** GOAL **
Turn all of the data below into a Markdown table with the columns No. and Line. Put each line in its own row, numbered in order, and leave out any blank lines.

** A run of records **
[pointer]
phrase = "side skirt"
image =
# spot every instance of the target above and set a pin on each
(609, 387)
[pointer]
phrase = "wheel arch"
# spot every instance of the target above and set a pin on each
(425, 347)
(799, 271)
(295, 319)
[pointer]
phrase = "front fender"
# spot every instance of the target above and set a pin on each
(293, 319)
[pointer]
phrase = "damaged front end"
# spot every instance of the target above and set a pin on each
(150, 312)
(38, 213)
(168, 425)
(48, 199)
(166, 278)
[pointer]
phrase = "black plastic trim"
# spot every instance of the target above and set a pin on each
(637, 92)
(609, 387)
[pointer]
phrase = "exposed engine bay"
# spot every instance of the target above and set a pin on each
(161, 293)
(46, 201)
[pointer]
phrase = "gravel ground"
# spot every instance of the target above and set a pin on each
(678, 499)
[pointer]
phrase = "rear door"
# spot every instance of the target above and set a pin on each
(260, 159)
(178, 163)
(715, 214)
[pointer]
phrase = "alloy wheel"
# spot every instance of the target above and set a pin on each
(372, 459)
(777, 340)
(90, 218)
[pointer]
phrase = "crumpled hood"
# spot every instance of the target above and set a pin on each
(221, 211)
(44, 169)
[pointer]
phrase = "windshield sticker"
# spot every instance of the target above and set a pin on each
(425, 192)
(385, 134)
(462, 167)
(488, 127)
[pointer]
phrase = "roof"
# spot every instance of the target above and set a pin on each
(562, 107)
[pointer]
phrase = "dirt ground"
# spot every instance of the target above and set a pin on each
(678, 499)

** SOLUTION TO THIS PROBLEM **
| No. | Line |
|---|---|
| 1 | [pointer] |
| 2 | phrase = "side skirt" |
| 3 | image = |
| 4 | # spot every instance of the target above and set a pin on each |
| 5 | (609, 387) |
| 6 | [pointer] |
| 7 | phrase = "wheel arch" |
| 8 | # spot every instance of the target above and set a pin on each |
| 9 | (425, 347) |
| 10 | (799, 271) |
| 11 | (295, 319) |
| 12 | [pointer] |
| 13 | phrase = "front fender" |
| 14 | # spot every instance of the target above and set a pin on each |
| 15 | (293, 319) |
| 16 | [pointer] |
| 17 | phrase = "damaged front end" |
| 18 | # spot every instance of the target above and set a pin on each |
| 19 | (150, 312) |
| 20 | (38, 213) |
| 21 | (168, 425) |
| 22 | (48, 199) |
| 23 | (166, 278) |
| 24 | [pointer] |
| 25 | phrase = "black plastic trim" |
| 26 | # spot every instance of the target above and set a pin on each |
| 27 | (637, 92) |
| 28 | (609, 387) |
| 29 | [pointer] |
| 30 | phrase = "exposed engine bay" |
| 31 | # spot every instance of the target above and set a pin on each |
| 32 | (161, 293) |
| 33 | (46, 201) |
| 34 | [pointer] |
| 35 | phrase = "gravel ground" |
| 36 | # spot every instance of the target above and set a pin on each |
| 37 | (678, 499) |
| 38 | [pointer] |
| 39 | phrase = "rear door" |
| 40 | # spot every instance of the target above and set a pin on each |
| 41 | (260, 159) |
| 42 | (178, 163) |
| 43 | (715, 214) |
| 44 | [pointer] |
| 45 | phrase = "alloy wheel" |
| 46 | # spot every instance of the target above and set a pin on each |
| 47 | (372, 459) |
| 48 | (777, 340) |
| 49 | (90, 218) |
| 50 | [pointer] |
| 51 | phrase = "crumpled hood" |
| 52 | # spot every instance of the target above and set a pin on each |
| 53 | (221, 211) |
| 54 | (44, 169) |
| 55 | [pointer] |
| 56 | phrase = "windshield sticker" |
| 57 | # spot every instance of the target above and set a pin on each |
| 58 | (425, 192) |
| 59 | (385, 134) |
| 60 | (462, 167) |
| 61 | (488, 127) |
| 62 | [pointer] |
| 63 | phrase = "roof" |
| 64 | # spot every instance of the target above and set a pin on each |
| 65 | (562, 107) |
| 66 | [pointer] |
| 67 | phrase = "dirt ground" |
| 68 | # spot every instance of the target above and set a pin on each |
| 69 | (678, 499) |